### JOB:
Copy the items below word for word, starting at the line that contains "Exercise. Point out the orange" and ending with the last line of the items.

■ ■ ■ ■ ■ ■ ■

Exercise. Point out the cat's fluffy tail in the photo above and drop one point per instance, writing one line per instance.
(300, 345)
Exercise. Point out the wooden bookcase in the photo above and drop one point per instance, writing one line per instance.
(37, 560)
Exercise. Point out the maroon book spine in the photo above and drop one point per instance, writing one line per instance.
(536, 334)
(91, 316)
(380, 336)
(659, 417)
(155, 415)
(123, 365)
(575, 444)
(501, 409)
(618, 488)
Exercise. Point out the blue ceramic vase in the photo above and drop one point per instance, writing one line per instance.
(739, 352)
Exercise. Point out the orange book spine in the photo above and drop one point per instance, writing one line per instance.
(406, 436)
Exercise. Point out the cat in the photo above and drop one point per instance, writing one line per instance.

■ ■ ■ ■ ■ ■ ■

### COMPLETE OUTPUT:
Exercise. Point out the orange book spine in the photo above and drop one point per instance, writing one line per instance.
(406, 436)
Exercise. Point out the cat in the photo above and drop one point per instance, writing one line per instance.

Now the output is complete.